*Tarefa proposta*. Edite o texto sobre filmes e reproduza tudo o que vai de "Não me avexo" até "seria mais palatável.", substituindo "enjoativa" por "cansativa".

*Texto apresentado*.
· · · · · · ·

O chato de óculos

Para quem leu esses últimos microcomentários sobre filmes que postei nas redes sociais, eu devo parecer um chato de óculos. Mas que fazer quando os filmes que tanta gente ama a mim não agradam?

Não me avexo nem um pouco de admitir que achei o FAUSTO do Sokurov um pé no saco. Uma versão contorcionista da história de Goethe, verborrágica, com a agravante de ser dublada em estúdio para garantir a frieza “antinaturalista”. A montagem sabota todas as tentativas do público de se conectar com o que vê. As imagens distorcidas, tão lindas e apropriadas em MÃE E FILHA, viraram uma mania vazia, enjoativa e sem critério. Expressionismo anacrônico com aquelas cores de vômito que Sokurov tanto aprecia. Idiossincrático, foi feito para os fãs incondicionais e júris de festivais que se intimidam com a assinatura do diretor. Dura 133 minutos, mas parece se estender por 133 horas. Excetuando-se algumas imagens bonitas, acho que o inferno em si seria mais palatável.

Não entendo o que meus coleguinhas críticos estão vendo de especial em MINHA IRMÃ. Na maior parte do tempo, me pareceu um draminha medíocre, tanto na forma como na dramaturgia. O garoto tem maturidade, é bom ator. Há dois ou três momentos interessantes no relacionamento dele com a tal “irmã”, mas o resto me pareceu um vai-vem entediante entre a montanha e a cidade, o naturalismo blasé e as obviedades de melodrama (a procura da mãe, por exemplo). A cena do menino ferido tem um erro de continuidade pavoroso. Além do mais, vamos parar com isso: nem tudo pode ser engolido como “metáfora da crise europeia”. Se é metáfora, é metáfora dos novos tempos: pobre.

Eu já temia, mas resolvi arriscar. E me arrependi. PROMETHEUS é um pé no saco. Blockbuster pretensioso para mentes infantis que gostam de brincar de Ipad com geleca. Blablablá, pseudomisticismo de gibi vagabundo, monstros gosmentos saindo de dentro de outros monstros gosmentos, ridículas cabeças falantes e uma aspiração patética a reeditar 2001. Ridley Scott caiu na vala comum da nova ficção científica, que faz muito barulho mas é incapaz de dizer qualquer coisa que preste sobre o mundo.

· · · · · · ·

*Dados disponíveis*.
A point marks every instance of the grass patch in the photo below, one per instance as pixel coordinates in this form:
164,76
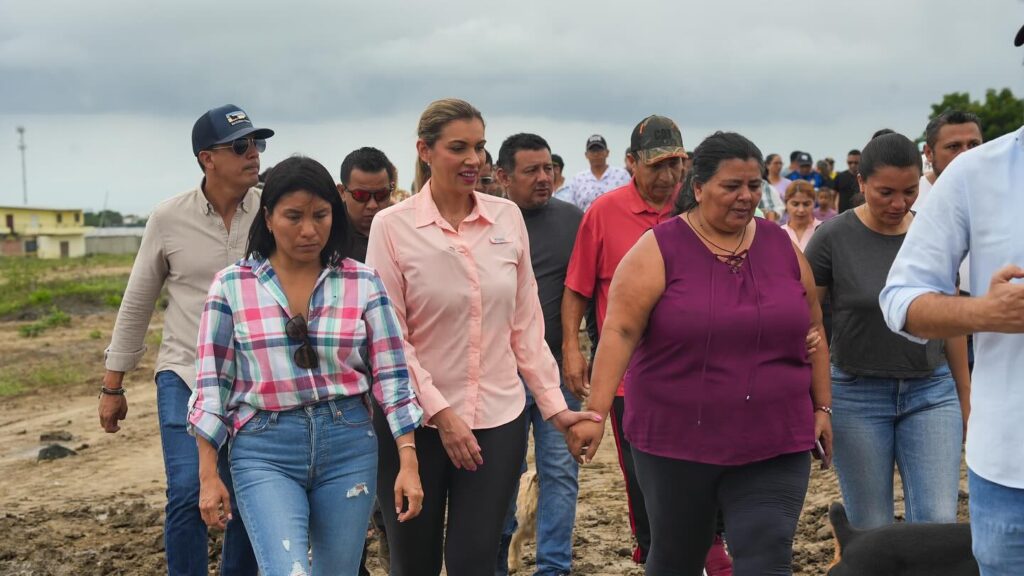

· · · · · · ·

*Resposta da tarefa*.
Não me avexo nem um pouco de admitir que achei o FAUSTO do Sokurov um pé no saco. Uma versão contorcionista da história de Goethe, verborrágica, com a agravante de ser dublada em estúdio para garantir a frieza “antinaturalista”. A montagem sabota todas as tentativas do público de se conectar com o que vê. As imagens distorcidas, tão lindas e apropriadas em MÃE E FILHA, viraram uma mania vazia, cansativa e sem critério. Expressionismo anacrônico com aquelas cores de vômito que Sokurov tanto aprecia. Idiossincrático, foi feito para os fãs incondicionais e júris de festivais que se intimidam com a assinatura do diretor. Dura 133 minutos, mas parece se estender por 133 horas. Excetuando-se algumas imagens bonitas, acho que o inferno em si seria mais palatável.